TASK TO COMPLETE ▸ Pictures appear among the records below and must be omitted. Repeat exactly the lines from the line with "Target: tree shadow" to the line with "Mark every instance of the wooden table", both included.

(Region pointing data)
------------------------------

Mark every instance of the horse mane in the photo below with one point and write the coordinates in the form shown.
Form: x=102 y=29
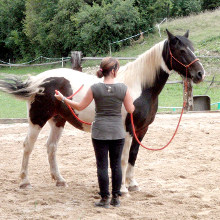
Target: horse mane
x=145 y=68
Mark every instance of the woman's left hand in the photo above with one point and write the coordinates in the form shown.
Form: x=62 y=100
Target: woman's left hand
x=58 y=95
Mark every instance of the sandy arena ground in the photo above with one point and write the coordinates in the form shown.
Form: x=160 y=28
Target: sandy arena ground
x=180 y=182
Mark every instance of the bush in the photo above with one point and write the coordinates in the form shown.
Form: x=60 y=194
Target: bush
x=98 y=26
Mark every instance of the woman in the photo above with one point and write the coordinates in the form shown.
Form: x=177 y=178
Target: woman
x=108 y=134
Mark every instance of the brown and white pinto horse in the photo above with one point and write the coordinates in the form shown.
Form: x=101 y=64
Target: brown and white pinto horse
x=145 y=78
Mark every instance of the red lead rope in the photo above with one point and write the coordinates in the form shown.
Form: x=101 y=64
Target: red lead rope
x=132 y=121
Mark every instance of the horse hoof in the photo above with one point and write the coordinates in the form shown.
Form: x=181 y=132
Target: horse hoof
x=25 y=186
x=61 y=184
x=125 y=194
x=133 y=188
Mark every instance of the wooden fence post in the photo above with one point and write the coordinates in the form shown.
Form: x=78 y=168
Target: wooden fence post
x=76 y=60
x=188 y=95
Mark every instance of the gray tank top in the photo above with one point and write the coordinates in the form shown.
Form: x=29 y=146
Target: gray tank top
x=108 y=102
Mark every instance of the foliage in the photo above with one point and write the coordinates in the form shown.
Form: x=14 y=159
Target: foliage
x=30 y=28
x=11 y=28
x=210 y=4
x=185 y=7
x=108 y=23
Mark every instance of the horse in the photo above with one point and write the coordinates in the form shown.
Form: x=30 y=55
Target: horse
x=145 y=77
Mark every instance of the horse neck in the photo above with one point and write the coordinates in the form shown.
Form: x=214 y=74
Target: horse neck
x=149 y=71
x=144 y=69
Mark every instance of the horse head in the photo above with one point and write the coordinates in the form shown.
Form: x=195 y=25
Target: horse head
x=182 y=58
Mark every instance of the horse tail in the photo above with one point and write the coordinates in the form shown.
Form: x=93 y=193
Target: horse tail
x=19 y=88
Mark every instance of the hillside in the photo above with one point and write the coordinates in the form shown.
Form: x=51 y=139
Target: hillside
x=204 y=33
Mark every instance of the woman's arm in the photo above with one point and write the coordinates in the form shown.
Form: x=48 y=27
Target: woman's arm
x=128 y=102
x=77 y=105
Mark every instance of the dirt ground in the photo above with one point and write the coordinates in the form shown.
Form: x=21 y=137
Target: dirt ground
x=180 y=182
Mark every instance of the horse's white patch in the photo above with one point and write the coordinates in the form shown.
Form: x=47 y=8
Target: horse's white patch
x=136 y=74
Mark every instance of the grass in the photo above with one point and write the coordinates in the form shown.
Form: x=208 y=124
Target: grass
x=204 y=35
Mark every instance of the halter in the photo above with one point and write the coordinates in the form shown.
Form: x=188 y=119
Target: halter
x=186 y=66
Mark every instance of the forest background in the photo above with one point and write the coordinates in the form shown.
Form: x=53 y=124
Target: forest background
x=53 y=28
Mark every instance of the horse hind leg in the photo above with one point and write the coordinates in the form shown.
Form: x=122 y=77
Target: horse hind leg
x=132 y=183
x=124 y=164
x=33 y=132
x=57 y=125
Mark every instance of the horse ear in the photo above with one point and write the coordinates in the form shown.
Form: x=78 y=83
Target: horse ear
x=186 y=34
x=173 y=40
x=170 y=36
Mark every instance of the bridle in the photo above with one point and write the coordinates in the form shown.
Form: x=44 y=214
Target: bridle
x=186 y=66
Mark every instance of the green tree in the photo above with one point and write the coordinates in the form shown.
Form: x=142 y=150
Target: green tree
x=185 y=7
x=97 y=26
x=37 y=25
x=210 y=4
x=12 y=39
x=63 y=35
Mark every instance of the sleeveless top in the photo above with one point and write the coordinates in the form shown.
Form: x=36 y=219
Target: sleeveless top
x=108 y=103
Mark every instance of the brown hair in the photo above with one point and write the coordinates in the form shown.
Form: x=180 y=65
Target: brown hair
x=106 y=66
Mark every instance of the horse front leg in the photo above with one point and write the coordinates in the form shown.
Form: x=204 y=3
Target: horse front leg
x=132 y=183
x=124 y=163
x=57 y=126
x=33 y=132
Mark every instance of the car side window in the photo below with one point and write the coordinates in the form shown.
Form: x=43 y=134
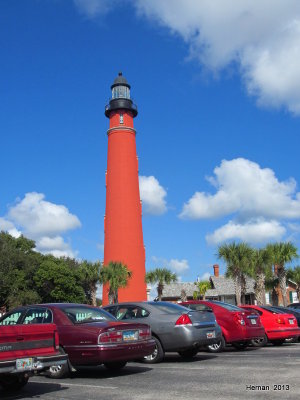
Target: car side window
x=38 y=316
x=12 y=318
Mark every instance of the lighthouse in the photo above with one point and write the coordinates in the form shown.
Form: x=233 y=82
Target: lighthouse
x=123 y=232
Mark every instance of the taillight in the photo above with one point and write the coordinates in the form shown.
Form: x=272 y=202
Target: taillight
x=110 y=337
x=239 y=319
x=145 y=333
x=56 y=340
x=184 y=319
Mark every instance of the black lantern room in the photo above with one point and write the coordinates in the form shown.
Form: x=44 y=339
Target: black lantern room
x=120 y=97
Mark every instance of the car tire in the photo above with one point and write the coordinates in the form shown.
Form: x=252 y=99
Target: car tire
x=190 y=353
x=240 y=345
x=157 y=355
x=260 y=342
x=59 y=371
x=277 y=342
x=217 y=347
x=115 y=366
x=12 y=383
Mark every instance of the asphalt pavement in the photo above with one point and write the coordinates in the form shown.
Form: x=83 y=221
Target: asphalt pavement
x=265 y=373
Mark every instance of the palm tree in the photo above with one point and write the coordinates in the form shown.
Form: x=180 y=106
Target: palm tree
x=261 y=268
x=294 y=275
x=238 y=259
x=161 y=276
x=90 y=275
x=203 y=287
x=282 y=253
x=116 y=275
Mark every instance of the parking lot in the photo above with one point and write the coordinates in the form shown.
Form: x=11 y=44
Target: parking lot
x=265 y=373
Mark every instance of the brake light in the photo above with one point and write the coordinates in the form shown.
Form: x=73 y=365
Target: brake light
x=145 y=333
x=184 y=319
x=56 y=340
x=239 y=319
x=110 y=337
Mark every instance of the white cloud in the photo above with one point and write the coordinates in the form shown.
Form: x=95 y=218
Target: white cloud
x=178 y=266
x=259 y=205
x=256 y=232
x=245 y=188
x=38 y=217
x=261 y=37
x=8 y=226
x=92 y=8
x=174 y=264
x=42 y=221
x=152 y=195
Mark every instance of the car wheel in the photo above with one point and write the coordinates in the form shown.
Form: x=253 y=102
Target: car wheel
x=217 y=347
x=259 y=342
x=157 y=355
x=115 y=366
x=240 y=345
x=13 y=383
x=277 y=342
x=190 y=353
x=59 y=371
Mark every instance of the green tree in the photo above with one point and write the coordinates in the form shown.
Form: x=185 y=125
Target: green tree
x=237 y=257
x=282 y=253
x=18 y=262
x=116 y=275
x=202 y=287
x=57 y=282
x=90 y=275
x=161 y=276
x=294 y=275
x=262 y=268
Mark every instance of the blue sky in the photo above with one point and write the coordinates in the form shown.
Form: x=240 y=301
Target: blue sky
x=218 y=92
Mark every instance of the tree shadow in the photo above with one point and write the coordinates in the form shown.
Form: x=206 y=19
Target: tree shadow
x=32 y=390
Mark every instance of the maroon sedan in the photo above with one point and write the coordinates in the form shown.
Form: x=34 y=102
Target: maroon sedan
x=90 y=335
x=238 y=326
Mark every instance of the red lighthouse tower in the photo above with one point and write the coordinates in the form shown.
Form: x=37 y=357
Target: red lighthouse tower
x=123 y=233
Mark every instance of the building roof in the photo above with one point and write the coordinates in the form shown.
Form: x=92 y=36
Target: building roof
x=222 y=286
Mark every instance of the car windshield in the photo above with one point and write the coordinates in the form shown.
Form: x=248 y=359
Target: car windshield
x=273 y=310
x=82 y=315
x=169 y=308
x=229 y=307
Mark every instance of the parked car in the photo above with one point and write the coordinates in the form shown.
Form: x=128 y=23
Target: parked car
x=296 y=313
x=278 y=325
x=238 y=326
x=26 y=350
x=174 y=327
x=89 y=335
x=294 y=305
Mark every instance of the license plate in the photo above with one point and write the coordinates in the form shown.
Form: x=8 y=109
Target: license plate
x=129 y=336
x=23 y=364
x=211 y=335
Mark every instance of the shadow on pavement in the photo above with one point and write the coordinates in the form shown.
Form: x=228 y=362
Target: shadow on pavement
x=33 y=390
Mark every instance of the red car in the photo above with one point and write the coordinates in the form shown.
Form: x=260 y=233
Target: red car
x=238 y=326
x=89 y=335
x=278 y=325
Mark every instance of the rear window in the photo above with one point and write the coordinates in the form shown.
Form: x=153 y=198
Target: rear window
x=82 y=315
x=168 y=308
x=198 y=307
x=227 y=306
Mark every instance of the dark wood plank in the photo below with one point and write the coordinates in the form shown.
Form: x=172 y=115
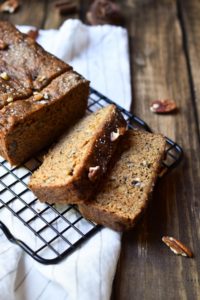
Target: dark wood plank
x=189 y=13
x=147 y=269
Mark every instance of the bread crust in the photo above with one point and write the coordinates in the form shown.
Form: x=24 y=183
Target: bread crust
x=28 y=73
x=111 y=210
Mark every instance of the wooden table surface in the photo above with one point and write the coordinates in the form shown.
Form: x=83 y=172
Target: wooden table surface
x=165 y=63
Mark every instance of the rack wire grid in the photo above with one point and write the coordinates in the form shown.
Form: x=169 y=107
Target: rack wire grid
x=51 y=232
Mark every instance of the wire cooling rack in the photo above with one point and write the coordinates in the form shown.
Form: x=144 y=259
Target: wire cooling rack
x=51 y=232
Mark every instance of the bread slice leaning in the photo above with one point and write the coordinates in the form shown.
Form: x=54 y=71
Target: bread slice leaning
x=126 y=190
x=73 y=168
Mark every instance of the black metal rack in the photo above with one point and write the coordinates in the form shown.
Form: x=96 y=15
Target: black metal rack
x=54 y=231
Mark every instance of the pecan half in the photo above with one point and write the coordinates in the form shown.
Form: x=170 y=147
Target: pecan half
x=66 y=7
x=9 y=6
x=3 y=45
x=163 y=106
x=33 y=33
x=93 y=173
x=176 y=246
x=104 y=12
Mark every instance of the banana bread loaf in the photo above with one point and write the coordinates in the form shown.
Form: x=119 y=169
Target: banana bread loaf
x=73 y=168
x=126 y=190
x=40 y=95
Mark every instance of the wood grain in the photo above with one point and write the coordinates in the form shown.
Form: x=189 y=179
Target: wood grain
x=147 y=269
x=165 y=58
x=189 y=12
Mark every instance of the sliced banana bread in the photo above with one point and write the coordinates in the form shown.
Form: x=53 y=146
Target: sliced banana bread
x=73 y=168
x=24 y=65
x=126 y=190
x=40 y=96
x=27 y=126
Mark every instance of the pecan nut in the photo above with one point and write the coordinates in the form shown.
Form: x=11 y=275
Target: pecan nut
x=33 y=33
x=9 y=6
x=163 y=106
x=3 y=45
x=94 y=173
x=177 y=247
x=104 y=12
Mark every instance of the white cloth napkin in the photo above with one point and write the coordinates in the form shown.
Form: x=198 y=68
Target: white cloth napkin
x=100 y=53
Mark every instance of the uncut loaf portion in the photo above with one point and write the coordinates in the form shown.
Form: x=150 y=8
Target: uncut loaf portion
x=126 y=190
x=40 y=96
x=74 y=167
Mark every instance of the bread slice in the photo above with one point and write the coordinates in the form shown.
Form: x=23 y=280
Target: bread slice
x=125 y=192
x=40 y=96
x=27 y=126
x=73 y=168
x=27 y=65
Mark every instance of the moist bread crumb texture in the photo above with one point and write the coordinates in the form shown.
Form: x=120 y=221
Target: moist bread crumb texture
x=125 y=192
x=40 y=96
x=73 y=168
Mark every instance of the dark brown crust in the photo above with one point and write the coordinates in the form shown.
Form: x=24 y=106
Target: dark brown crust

------------------------------

RESPONSE TO THIS EXERCISE ▸
Target: tree shadow
x=32 y=390
Mark every instance of the maroon sedan in the photo above with one point and write the coordinates in the form shown.
Form: x=34 y=102
Target: maroon sedan
x=90 y=335
x=238 y=326
Mark every instance of the red lighthouse tower in the photo above with one point and write the coordinates in the form shown.
Form: x=37 y=357
Target: red lighthouse tower
x=123 y=233
Mark every instance of the building roof in the photo above with one point and write the coordinates in the form shown.
Form: x=92 y=36
Target: building roof
x=222 y=286
Mark every instance of the car windshield in the photo above with one point and write the coordinates in the form shown.
Form: x=248 y=359
Target: car windshield
x=273 y=310
x=82 y=315
x=169 y=308
x=229 y=307
Mark every instance of the parked car in the photo above with one point and write the coordinates in the form shown.
Form: x=128 y=23
Target: parked car
x=296 y=313
x=278 y=325
x=238 y=326
x=26 y=350
x=174 y=327
x=89 y=335
x=294 y=305
Mark every instance of the license plate in the photo above with one point and write the coordinates in the form shown.
Form: x=8 y=109
Target: license plate
x=129 y=336
x=23 y=364
x=211 y=335
Mark every instance of the shadow on pavement in the photo above with one point and write the coordinates in the form shown.
Form: x=228 y=362
Target: shadow on pavement
x=33 y=390
Mark every instance of the red car in the photo above with one point and write the coordinates in the form shown.
Form: x=260 y=233
Target: red car
x=238 y=326
x=89 y=335
x=278 y=325
Mark every instance of the rear window in the photo above with one point and write the coordinates in the form shown.
Form: x=153 y=198
Target: rear window
x=82 y=315
x=168 y=308
x=198 y=307
x=227 y=306
Mark every instance of the dark wood plank in the photo below with one point and write the coordinates in the form shown.
Form: x=172 y=115
Target: dark wood plank
x=189 y=13
x=147 y=269
Mark every instance of the bread crust in the photo above with one point and write the coordinates in the form shown.
Form: x=24 y=183
Target: bread crust
x=28 y=73
x=111 y=210
Mark every instance of the wooden table surface in the photo above with one point and write the coordinates in the form shown.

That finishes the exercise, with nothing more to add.